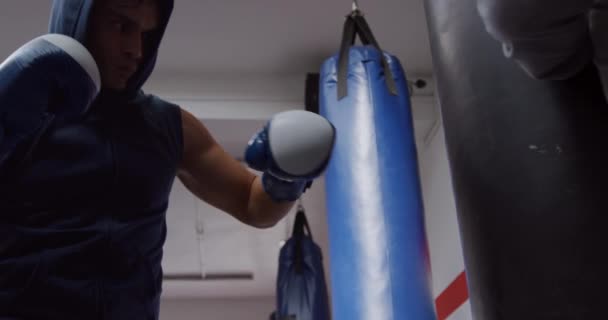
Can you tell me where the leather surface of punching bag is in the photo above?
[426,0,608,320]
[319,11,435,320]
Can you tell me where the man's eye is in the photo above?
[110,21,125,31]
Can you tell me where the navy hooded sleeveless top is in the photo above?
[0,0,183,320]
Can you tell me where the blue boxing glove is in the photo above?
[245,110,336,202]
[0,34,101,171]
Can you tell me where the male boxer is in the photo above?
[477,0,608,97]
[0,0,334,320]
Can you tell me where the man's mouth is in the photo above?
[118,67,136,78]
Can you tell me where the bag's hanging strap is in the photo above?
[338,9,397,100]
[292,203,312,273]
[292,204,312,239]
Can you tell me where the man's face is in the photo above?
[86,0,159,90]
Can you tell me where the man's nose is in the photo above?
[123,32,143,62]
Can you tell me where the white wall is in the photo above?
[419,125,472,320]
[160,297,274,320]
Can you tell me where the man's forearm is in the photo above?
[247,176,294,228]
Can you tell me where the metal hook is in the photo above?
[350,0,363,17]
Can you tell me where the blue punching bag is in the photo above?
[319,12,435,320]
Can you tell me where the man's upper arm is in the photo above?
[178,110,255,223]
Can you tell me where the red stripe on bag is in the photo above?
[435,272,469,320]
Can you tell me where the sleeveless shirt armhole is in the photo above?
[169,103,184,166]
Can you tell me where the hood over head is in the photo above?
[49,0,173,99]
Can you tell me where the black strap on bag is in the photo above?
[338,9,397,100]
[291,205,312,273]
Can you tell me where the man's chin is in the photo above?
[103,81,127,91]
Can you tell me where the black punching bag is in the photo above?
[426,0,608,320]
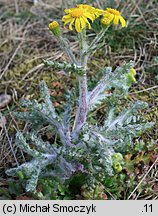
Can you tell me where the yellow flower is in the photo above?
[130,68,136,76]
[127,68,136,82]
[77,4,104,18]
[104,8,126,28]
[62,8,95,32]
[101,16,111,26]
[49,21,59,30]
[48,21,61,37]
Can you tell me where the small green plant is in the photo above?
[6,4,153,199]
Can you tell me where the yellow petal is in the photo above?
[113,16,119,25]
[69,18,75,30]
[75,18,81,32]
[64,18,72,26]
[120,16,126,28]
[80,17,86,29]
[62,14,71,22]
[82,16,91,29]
********
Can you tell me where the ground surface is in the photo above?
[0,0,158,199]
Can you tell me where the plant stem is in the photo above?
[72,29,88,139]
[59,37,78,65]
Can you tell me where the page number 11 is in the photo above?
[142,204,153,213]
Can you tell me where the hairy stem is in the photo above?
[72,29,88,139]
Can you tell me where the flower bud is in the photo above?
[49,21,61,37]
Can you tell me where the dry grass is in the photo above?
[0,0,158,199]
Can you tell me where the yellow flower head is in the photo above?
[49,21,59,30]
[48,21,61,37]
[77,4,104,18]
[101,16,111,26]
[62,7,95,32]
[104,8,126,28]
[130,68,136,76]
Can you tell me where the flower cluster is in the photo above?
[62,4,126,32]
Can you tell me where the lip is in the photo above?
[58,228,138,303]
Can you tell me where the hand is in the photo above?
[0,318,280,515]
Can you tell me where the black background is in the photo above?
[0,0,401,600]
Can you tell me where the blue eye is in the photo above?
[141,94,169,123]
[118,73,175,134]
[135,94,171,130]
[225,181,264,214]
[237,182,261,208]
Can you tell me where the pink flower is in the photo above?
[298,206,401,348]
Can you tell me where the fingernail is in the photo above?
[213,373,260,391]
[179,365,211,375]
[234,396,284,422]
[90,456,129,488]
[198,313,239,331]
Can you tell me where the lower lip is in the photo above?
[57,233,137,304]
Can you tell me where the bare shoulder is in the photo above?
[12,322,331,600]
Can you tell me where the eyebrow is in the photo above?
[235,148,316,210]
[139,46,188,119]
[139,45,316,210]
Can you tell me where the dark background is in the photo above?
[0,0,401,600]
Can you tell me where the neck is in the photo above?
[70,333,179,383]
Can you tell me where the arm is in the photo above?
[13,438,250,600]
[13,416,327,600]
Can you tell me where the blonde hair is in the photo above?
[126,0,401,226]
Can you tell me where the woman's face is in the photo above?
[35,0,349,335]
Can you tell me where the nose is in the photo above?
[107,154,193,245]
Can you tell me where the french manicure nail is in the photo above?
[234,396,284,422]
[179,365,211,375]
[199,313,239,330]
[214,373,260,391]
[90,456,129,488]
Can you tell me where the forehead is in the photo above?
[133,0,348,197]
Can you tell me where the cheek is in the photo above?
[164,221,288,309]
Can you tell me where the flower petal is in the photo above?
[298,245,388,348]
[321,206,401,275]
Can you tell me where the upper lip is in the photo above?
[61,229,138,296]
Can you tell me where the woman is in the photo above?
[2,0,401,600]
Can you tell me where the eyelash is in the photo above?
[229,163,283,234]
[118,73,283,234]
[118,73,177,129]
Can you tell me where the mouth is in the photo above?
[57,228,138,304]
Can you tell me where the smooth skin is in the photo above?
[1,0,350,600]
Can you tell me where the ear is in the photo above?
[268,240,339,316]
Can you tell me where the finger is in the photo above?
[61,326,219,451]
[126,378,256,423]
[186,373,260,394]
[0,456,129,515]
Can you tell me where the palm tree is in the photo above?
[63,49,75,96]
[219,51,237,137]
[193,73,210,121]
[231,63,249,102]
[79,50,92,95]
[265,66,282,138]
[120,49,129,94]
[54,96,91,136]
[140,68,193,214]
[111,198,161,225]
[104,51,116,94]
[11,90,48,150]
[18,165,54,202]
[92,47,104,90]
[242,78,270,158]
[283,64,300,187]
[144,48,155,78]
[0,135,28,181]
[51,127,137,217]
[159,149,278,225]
********
## What this task involves
Recast the records from the line containing "Can you tell me where the black strap" through the line containing "[82,16,91,29]", both ends included, as a JSON list of strings, one string per line, with blank lines omitted. Leave the pictures out.

## Final result
[
  "Can you tell me where the black strap on bag is in the photo above?",
  "[338,9,397,100]",
  "[291,205,312,273]",
  "Can you tell me where the man's chin is in the photo above?",
  "[103,81,127,91]",
  "Can you tell me where the black punching bag is in the photo above?",
  "[426,0,608,320]",
  "Can you tell me where the yellow flower is in the photo above?",
  "[130,68,136,76]",
  "[127,68,136,82]",
  "[77,4,104,18]",
  "[104,8,126,28]",
  "[62,8,95,32]",
  "[101,16,111,26]",
  "[49,21,59,30]",
  "[48,21,61,37]",
  "Can you tell me where the small green plant is in the photo above?",
  "[6,4,153,199]",
  "Can you tell me where the yellow petal is in the photo above?",
  "[113,16,119,25]",
  "[69,18,75,30]",
  "[75,18,81,32]",
  "[64,18,72,26]",
  "[120,16,126,28]",
  "[80,17,86,29]",
  "[62,14,71,22]",
  "[82,16,91,29]"
]